**Text block**
The second problem is that markedly non-normal data can have a biasing effect on correlation coefficients, as well as more sophisticated procedures that are based on correlation coefficients. For example, assume that you compute the Pearson correlation between two variables. When one or both of these variables are markedly non-normal, the correlation coefficient between them could be much larger or much smaller than the actual correlation between these variables in the population. In addition, many sophisticated data analysis procedures (such as principal component analysis) are performed on a matrix of correlation coefficients. If some or all of these correlations are distorted due to departures from normality, then the results of the analyses can again be misleading. For this reason, many experts recommend that researchers routinely check their data for major departures from normality prior to performing sophisticated analyses such as principal component analysis (Rummel, 1970).

**Supplied data**
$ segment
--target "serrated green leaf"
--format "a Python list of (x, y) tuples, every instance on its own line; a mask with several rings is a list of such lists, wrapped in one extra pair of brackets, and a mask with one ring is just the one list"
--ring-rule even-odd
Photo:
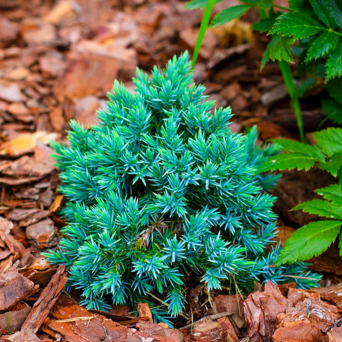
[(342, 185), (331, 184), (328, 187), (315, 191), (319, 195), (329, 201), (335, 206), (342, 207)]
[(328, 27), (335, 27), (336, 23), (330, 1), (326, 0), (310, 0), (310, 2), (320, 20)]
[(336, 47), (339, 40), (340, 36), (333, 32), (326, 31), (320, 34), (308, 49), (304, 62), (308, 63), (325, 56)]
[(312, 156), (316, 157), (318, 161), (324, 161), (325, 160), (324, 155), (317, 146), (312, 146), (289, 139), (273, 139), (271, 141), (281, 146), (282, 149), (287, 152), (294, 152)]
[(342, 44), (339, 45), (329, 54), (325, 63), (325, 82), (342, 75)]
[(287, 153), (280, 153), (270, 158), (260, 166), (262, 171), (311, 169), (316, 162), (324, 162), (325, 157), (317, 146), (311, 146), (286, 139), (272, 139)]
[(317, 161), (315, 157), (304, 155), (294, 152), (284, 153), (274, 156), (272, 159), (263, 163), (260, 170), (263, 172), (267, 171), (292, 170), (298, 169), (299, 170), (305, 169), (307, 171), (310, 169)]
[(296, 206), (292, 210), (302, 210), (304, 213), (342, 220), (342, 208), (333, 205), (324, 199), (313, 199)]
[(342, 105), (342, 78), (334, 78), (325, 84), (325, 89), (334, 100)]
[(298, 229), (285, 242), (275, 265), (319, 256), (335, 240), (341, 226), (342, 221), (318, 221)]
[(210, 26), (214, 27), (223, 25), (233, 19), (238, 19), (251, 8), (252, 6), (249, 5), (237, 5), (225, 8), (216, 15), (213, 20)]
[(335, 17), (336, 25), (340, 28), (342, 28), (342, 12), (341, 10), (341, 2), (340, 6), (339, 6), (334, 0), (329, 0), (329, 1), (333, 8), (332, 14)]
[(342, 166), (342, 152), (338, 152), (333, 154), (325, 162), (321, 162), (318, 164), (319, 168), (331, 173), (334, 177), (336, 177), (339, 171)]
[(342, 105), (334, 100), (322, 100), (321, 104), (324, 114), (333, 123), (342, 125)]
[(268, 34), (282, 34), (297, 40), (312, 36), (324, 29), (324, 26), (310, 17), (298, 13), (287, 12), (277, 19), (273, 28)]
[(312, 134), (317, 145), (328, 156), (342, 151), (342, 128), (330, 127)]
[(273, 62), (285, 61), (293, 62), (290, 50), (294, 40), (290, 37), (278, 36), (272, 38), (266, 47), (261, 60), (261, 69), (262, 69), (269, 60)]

**Short task 1**
Rewrite the paragraph of the text on non-normal data that begins "The second problem is that" as a short bulleted list that keeps its main facts.
**Short task 2**
In the records, rename "342" to "340" in the lines from the one containing "206), (342, 207)]" up to and including the one containing "19), (273, 28)]". Leave all else unchanged and give only those lines.

**Correct response 1**
- Markedly non-normal data can bias correlation coefficients and procedures based on them.
- If one or both variables are markedly non-normal, their Pearson correlation may be much larger or smaller than the true population correlation.
- Many advanced procedures, such as principal component analysis, work on a matrix of correlations, so distorted correlations can make their results misleading.
- For this reason, many experts advise routinely checking data for major departures from normality before such analyses (Rummel, 1970).

**Correct response 2**
[(340, 185), (331, 184), (328, 187), (315, 191), (319, 195), (329, 201), (335, 206), (340, 207)]
[(328, 27), (335, 27), (336, 23), (330, 1), (326, 0), (310, 0), (310, 2), (320, 20)]
[(336, 47), (339, 40), (340, 36), (333, 32), (326, 31), (320, 34), (308, 49), (304, 62), (308, 63), (325, 56)]
[(312, 156), (316, 157), (318, 161), (324, 161), (325, 160), (324, 155), (317, 146), (312, 146), (289, 139), (273, 139), (271, 141), (281, 146), (282, 149), (287, 152), (294, 152)]
[(340, 44), (339, 45), (329, 54), (325, 63), (325, 82), (340, 75)]
[(287, 153), (280, 153), (270, 158), (260, 166), (262, 171), (311, 169), (316, 162), (324, 162), (325, 157), (317, 146), (311, 146), (286, 139), (272, 139)]
[(317, 161), (315, 157), (304, 155), (294, 152), (284, 153), (274, 156), (272, 159), (263, 163), (260, 170), (263, 172), (267, 171), (292, 170), (298, 169), (299, 170), (305, 169), (307, 171), (310, 169)]
[(296, 206), (292, 210), (302, 210), (304, 213), (340, 220), (340, 208), (333, 205), (324, 199), (313, 199)]
[(340, 105), (340, 78), (334, 78), (325, 84), (325, 89), (334, 100)]
[(298, 229), (285, 242), (275, 265), (319, 256), (335, 240), (341, 226), (340, 221), (318, 221)]
[(210, 26), (214, 27), (223, 25), (233, 19), (238, 19), (251, 8), (252, 6), (249, 5), (237, 5), (225, 8), (216, 15), (213, 20)]
[(335, 17), (336, 25), (340, 28), (340, 28), (340, 12), (341, 10), (341, 2), (340, 6), (339, 6), (334, 0), (329, 0), (329, 1), (333, 8), (332, 14)]
[(340, 166), (340, 152), (338, 152), (333, 154), (325, 162), (321, 162), (318, 164), (319, 168), (331, 173), (334, 177), (336, 177), (339, 171)]
[(340, 105), (334, 100), (322, 100), (321, 104), (324, 114), (333, 123), (340, 125)]
[(268, 34), (282, 34), (297, 40), (312, 36), (324, 29), (324, 26), (310, 17), (298, 13), (287, 12), (277, 19), (273, 28)]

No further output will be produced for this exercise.